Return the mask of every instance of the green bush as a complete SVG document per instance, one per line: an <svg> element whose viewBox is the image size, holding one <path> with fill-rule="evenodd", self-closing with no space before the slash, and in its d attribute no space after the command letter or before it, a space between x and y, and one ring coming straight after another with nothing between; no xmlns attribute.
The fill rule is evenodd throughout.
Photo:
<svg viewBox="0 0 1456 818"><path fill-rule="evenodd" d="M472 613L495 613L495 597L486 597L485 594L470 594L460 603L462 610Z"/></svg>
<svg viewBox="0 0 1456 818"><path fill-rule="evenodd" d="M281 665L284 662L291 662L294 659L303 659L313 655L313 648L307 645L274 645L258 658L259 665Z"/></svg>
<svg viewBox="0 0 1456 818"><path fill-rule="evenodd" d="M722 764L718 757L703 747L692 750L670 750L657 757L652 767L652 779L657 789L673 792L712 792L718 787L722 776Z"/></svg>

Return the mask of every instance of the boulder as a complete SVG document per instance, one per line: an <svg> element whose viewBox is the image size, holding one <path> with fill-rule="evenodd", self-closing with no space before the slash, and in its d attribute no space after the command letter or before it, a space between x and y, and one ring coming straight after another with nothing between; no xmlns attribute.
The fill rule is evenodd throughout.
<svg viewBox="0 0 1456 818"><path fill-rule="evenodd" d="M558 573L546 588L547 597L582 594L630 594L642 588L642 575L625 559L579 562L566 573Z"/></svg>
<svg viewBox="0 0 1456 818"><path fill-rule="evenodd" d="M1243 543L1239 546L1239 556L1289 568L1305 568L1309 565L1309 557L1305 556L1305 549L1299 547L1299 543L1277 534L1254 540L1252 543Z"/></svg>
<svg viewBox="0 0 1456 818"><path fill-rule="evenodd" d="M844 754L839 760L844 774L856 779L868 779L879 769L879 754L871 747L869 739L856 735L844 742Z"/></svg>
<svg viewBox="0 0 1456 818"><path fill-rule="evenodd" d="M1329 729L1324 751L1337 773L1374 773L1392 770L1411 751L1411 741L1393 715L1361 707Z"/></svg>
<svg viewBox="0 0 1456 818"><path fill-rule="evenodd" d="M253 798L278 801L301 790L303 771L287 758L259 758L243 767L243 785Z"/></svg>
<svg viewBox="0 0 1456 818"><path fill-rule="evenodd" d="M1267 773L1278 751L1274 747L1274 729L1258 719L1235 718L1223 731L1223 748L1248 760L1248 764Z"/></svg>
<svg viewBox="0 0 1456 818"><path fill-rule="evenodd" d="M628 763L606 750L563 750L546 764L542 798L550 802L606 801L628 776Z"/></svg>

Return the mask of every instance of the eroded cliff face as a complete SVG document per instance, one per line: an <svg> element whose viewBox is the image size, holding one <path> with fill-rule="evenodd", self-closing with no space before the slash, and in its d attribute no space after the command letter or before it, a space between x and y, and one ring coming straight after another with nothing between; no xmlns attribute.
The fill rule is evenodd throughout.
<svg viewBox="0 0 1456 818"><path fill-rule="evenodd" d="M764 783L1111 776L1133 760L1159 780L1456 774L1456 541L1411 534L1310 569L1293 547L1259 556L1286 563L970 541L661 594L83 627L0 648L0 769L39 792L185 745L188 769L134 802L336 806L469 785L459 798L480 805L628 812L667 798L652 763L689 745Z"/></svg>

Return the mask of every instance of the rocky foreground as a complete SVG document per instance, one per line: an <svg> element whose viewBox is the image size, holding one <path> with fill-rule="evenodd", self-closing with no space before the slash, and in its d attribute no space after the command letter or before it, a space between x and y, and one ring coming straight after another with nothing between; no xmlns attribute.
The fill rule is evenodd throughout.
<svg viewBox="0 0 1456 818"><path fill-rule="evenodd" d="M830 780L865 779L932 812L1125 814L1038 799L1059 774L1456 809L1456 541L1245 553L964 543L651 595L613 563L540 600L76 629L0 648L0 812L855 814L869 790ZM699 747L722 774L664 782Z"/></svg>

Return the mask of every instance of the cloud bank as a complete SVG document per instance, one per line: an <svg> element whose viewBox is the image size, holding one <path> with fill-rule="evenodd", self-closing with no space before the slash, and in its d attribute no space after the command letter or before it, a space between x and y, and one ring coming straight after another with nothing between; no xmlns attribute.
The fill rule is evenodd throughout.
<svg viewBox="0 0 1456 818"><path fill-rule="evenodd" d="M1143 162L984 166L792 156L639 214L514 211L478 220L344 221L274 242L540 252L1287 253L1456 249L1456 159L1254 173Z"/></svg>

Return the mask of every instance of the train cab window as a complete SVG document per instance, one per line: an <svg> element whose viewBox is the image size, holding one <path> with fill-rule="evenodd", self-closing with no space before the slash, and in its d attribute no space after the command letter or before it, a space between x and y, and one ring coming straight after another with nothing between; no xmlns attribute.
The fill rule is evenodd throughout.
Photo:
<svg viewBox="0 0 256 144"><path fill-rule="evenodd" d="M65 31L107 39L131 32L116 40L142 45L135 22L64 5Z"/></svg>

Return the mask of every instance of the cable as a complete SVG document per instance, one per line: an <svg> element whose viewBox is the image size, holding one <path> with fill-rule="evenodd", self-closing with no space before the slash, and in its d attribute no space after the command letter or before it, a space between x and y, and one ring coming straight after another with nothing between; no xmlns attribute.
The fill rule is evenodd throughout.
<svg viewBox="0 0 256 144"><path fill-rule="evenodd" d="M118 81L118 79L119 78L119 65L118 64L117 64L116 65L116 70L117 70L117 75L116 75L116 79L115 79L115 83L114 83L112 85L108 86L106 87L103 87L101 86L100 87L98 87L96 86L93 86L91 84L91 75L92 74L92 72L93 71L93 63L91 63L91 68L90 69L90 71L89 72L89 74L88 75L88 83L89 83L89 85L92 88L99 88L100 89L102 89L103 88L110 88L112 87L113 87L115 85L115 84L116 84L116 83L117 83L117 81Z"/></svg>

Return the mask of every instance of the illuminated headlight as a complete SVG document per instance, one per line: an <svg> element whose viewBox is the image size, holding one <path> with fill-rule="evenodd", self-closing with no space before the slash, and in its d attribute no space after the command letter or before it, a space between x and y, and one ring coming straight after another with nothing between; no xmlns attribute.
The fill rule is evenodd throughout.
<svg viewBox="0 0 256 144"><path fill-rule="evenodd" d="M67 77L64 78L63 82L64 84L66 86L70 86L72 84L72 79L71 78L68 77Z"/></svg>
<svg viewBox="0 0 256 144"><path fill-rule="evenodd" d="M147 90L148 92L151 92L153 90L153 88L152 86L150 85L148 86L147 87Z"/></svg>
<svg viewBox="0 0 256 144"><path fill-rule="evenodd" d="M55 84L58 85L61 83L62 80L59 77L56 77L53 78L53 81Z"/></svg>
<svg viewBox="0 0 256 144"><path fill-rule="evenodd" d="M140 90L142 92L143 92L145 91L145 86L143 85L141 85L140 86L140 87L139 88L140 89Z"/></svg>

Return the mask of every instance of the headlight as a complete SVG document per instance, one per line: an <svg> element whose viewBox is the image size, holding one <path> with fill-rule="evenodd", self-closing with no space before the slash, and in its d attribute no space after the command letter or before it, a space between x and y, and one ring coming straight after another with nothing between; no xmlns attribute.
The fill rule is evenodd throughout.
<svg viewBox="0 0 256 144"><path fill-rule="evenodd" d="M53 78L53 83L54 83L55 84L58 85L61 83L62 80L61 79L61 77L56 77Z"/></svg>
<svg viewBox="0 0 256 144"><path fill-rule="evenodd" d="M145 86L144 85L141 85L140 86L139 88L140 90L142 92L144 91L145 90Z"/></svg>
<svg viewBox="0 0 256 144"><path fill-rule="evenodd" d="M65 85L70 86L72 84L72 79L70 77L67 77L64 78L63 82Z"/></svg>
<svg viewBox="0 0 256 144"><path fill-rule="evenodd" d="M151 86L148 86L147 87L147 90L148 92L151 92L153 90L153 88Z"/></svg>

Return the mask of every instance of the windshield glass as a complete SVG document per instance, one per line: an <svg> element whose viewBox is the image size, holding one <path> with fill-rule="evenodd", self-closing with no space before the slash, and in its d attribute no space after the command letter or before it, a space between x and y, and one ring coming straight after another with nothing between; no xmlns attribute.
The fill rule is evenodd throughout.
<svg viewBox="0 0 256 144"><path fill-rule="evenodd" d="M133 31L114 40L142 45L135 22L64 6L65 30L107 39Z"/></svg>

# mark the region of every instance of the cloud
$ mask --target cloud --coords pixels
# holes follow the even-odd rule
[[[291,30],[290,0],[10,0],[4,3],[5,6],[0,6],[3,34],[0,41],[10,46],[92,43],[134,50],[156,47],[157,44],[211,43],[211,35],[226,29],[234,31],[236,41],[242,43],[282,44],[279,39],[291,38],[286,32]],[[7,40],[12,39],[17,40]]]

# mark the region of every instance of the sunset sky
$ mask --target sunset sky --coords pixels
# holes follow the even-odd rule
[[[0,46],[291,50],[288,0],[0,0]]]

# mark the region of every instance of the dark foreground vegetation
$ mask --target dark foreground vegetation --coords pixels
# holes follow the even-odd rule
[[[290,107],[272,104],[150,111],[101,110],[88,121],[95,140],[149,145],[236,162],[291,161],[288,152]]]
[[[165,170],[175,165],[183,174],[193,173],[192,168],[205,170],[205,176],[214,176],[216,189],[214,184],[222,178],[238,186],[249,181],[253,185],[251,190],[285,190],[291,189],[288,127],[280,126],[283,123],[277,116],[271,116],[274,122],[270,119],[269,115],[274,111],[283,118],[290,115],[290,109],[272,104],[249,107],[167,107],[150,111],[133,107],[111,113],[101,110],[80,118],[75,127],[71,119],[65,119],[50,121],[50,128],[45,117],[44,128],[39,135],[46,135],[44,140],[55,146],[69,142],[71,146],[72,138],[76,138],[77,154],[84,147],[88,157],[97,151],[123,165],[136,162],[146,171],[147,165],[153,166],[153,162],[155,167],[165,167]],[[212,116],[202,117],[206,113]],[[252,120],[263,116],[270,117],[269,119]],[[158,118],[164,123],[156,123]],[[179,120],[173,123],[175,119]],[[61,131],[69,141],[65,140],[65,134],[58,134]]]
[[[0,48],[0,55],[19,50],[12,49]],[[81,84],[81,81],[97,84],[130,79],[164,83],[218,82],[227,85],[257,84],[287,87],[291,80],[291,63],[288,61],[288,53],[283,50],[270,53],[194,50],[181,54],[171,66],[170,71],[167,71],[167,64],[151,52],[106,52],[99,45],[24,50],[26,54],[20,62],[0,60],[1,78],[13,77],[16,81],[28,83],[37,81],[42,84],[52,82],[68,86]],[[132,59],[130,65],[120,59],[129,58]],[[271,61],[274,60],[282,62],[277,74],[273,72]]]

☆ ☆ ☆ ☆ ☆

§ Descripción de tarea: Copia literalmente las líneas que van desde el inicio de los datos hasta la línea que contiene "764L718 757L703 747L692", ambas incluidas.

§ Resultado obtenido:
Return the mask of every instance of the green bush as a complete SVG document per instance, one per line: an <svg> element whose viewBox is the image size, holding one <path> with fill-rule="evenodd", self-closing with no space before the slash, and in its d attribute no space after the command letter or before it, a space between x and y, and one ring coming straight after another with nothing between; no xmlns attribute.
The fill rule is evenodd throughout.
Photo:
<svg viewBox="0 0 1456 818"><path fill-rule="evenodd" d="M472 613L495 613L495 597L486 597L485 594L470 594L460 603L462 610Z"/></svg>
<svg viewBox="0 0 1456 818"><path fill-rule="evenodd" d="M281 665L284 662L291 662L294 659L303 659L313 655L313 648L307 645L274 645L258 658L259 665Z"/></svg>
<svg viewBox="0 0 1456 818"><path fill-rule="evenodd" d="M722 764L718 757L703 747L692 750L670 750L657 757L652 767L652 779L657 789L673 792L712 792L718 787L722 776Z"/></svg>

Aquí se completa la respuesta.